The data below should be repeated exactly and in full.

Dataset entries:

>>>

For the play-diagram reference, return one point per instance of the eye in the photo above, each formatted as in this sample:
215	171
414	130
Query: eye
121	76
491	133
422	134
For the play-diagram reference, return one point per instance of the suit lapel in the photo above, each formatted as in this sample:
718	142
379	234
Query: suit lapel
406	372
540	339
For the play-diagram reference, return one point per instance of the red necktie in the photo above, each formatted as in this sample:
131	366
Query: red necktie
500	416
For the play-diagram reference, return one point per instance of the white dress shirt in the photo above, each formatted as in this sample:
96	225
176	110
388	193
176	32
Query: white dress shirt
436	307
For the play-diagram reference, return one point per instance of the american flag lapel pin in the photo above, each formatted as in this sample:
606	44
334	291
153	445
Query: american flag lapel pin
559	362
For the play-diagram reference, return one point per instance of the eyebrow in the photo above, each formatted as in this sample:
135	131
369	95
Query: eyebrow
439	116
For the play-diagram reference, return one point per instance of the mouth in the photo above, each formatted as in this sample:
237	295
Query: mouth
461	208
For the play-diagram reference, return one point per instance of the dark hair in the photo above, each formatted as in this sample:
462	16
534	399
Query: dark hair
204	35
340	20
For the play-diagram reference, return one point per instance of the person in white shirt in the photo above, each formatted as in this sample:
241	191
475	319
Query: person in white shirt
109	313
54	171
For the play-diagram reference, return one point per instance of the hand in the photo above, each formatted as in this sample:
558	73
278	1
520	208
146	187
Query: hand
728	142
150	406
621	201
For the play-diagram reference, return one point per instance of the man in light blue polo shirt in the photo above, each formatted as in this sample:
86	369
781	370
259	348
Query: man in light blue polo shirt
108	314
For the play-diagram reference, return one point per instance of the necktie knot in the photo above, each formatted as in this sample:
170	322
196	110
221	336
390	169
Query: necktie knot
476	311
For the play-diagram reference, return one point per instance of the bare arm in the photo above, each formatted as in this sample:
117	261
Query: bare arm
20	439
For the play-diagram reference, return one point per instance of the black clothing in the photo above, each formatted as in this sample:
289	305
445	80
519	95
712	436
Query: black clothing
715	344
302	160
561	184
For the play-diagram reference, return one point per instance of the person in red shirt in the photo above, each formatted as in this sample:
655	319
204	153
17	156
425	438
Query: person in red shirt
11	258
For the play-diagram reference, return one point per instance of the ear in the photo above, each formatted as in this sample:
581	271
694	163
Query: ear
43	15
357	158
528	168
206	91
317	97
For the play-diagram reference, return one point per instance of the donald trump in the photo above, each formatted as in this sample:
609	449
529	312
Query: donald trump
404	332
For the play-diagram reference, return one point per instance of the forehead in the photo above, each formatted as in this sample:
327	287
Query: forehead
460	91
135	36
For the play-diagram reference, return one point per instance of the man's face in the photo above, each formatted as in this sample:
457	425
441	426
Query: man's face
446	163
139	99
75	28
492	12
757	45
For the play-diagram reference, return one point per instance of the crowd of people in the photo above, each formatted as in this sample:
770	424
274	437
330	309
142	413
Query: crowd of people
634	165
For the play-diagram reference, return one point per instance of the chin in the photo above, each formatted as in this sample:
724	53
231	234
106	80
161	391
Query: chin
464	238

<<<

• [Output of the exercise]:
For the play-diagram reference, return one point per instance of the eye in the photo above, each formatted as in this sample:
215	171
414	130
Query: eye
121	76
491	133
422	134
For the play-diagram reference, return one point per instance of the suit lapel in the photo above, each formatted as in this sample:
718	142
379	234
Query: suit lapel
406	372
540	339
For the play-diagram reference, return one point per instance of the red necktie in the photo above, each formatted as in this sample:
131	366
Query: red necktie
500	416
For the play-diagram reference, return one point per instance of the white dress shirt in the photo above, each formatted as in this sample:
96	225
176	110
388	193
176	32
Query: white dress shirt
436	307
For the play-diagram reference, return one point per instance of the american flag lapel pin in the photo above, each formatted as in this sample:
606	44
334	291
153	445
Query: american flag lapel pin
559	362
For the play-diagram reference, return one point per instance of the eyebrow in the photo above, each formatted as in this sample:
135	131
369	95
Query: eyebrow
439	116
For the play-diagram reference, return one point per instance of the mouth in the photo above, each formatted as in this sample:
237	295
Query: mouth
461	208
For the play-diagram reference, return one point per instance of the dark hair in the photo above, each formatted as in this sample:
462	16
534	399
Query: dark hair
204	35
340	20
For the play-diagram reference, return one point per instance of the person in white shirt in the photo above, each formatted as in this sample:
241	191
475	319
Query: person in white shirt
109	313
54	171
For the play-diagram reference, return one point per instance of the hand in the photo above, each formatted as in this sample:
558	73
278	1
520	208
146	187
Query: hand
728	142
150	406
621	201
For the play-diagram reference, return one point per instance of the man in light blue polo shirt in the photo above, each formatted as in this sample:
86	369
781	370
259	348
Query: man in light blue polo shirt
108	314
For the play-diagram reference, return one point per instance of the necktie knot in the photo above, each formatted as in this sample:
170	322
196	110
221	336
390	169
Query: necktie knot
476	311
For the play-diagram reference, return one point per instance of the bare arm in the photo above, each formatted as in this sample:
117	261
Query: bare arm
20	439
For the play-diagram reference, return one point per instance of the black clothing in the photo above, each formatted as in this sample:
289	305
445	80
519	95
712	436
Query: black clothing
715	344
302	160
561	184
For the play-diagram reference, return one point per instance of the person in red shirt in the photo above, each formatted as in this sample:
655	319
204	153
17	156
425	438
Query: person in red shirt
11	258
For the play-diagram reference, return one point per instance of the ear in the photo above, each formatted as in this sample:
581	271
694	163
Query: ear
43	15
357	158
528	168
206	91
317	97
For the play-diagram reference, return one point per instance of the donald trump in the photo above, each formatted as in this sample:
609	449
529	312
Query: donald trump
404	332
For the play-diagram reference, return one point per instance of the forehead in the photo above, each formatted as in this sample:
327	287
Query: forehead
460	91
135	36
For the play-diagram reference, return one point per instance of the man's face in the photo above, each formatted as in this sample:
457	425
441	426
Query: man's face
446	163
139	99
75	28
492	12
757	45
For the play-diagram reference, return one point per instance of the crowd of people in the photo above, each formatted as in this sample:
770	424
274	437
330	309
142	413
Query: crowd of people
634	165
For the play-diagram reference, return one point per instance of the chin in the photo above, each formatted as in this sample:
724	53
231	234
106	80
161	391
Query: chin
464	238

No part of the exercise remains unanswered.